4. State the real requirements, the camp way (all tiers)
A camp job post should state the genuine requirements, most of which come from accreditation and law, not preference:
- Age and certifications: the minimum age for the role, and required certifications (Standard First Aid and CPR, lifeguard certification for waterfront roles).
- Screening: that every hire goes through the camp's screening before they start, which for an accredited camp means an application, interview, reference checks, a criminal background check, and for anyone working with children a sex-offender-registry check and a disclosure statement.
- Training: that all staff complete mandatory training before campers arrive (child-abuse prevention and reporting, supervision, behavior management, emergencies).
Saying this plainly does two jobs: it sets honest expectations, and it signals that the camp takes child safety seriously, which attracts good applicants and deters the wrong ones. Frame skill requirements as what the person will do, not as years: "comfortable keeping a group of eight 8-year-olds safe and busy," not "two years of experience."
5. Keep the must-have list tight and lawful (Solid setup)
Every line in the requirements is a reason someone does not apply, so list only what the role and the law genuinely require, and keep the ad non-discriminatory:
- Requirements must be essential and lawful. Do not ask for prior experience by default, and do not use language that screens out a protected group.
- Include a short equal-opportunity statement.
※ ※ ※
What is required: According to the passage on writing camp job posts, what two jobs does stating the requirements plainly do?
※ ※ ※
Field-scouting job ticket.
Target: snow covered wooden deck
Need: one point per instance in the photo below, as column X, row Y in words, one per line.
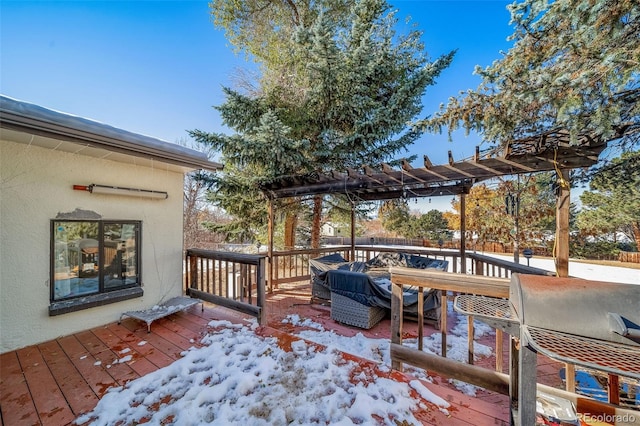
column 55, row 382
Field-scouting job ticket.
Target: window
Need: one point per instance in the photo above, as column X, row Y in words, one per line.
column 93, row 258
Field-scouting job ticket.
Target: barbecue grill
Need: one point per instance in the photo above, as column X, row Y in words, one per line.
column 587, row 323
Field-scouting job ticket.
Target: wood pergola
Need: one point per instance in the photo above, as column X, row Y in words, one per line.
column 551, row 151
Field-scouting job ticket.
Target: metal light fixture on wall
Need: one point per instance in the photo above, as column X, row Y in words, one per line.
column 119, row 190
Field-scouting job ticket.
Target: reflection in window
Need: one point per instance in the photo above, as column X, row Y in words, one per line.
column 91, row 257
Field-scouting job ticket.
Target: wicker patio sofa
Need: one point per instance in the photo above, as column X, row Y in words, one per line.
column 360, row 292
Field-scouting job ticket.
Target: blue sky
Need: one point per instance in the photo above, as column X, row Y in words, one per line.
column 158, row 67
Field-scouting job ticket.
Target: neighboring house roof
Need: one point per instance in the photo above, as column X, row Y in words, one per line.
column 70, row 133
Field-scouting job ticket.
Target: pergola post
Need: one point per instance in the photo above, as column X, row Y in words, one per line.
column 562, row 224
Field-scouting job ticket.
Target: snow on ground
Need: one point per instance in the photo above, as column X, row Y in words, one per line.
column 242, row 378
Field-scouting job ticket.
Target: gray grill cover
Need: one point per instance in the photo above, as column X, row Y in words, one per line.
column 575, row 306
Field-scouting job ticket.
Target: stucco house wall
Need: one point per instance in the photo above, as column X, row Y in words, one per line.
column 36, row 186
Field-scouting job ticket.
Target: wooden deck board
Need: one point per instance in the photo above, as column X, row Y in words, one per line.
column 51, row 406
column 16, row 403
column 74, row 387
column 155, row 356
column 95, row 375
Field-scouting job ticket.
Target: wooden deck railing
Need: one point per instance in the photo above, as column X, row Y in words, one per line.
column 233, row 280
column 293, row 265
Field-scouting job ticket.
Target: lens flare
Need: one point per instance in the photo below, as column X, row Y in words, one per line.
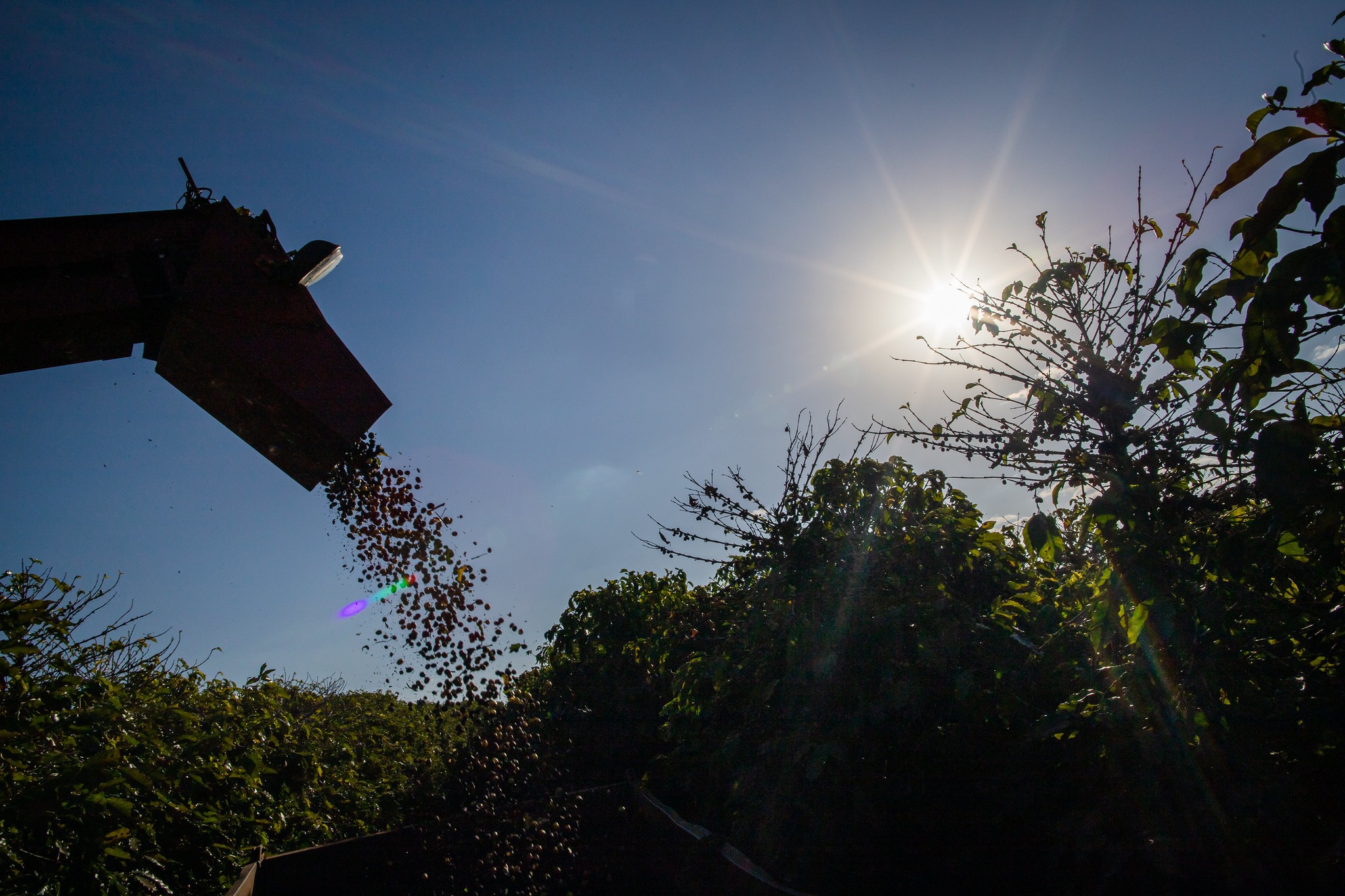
※ ※ ※
Result for this task: It sets honest expectations and signals that the camp takes child safety seriously.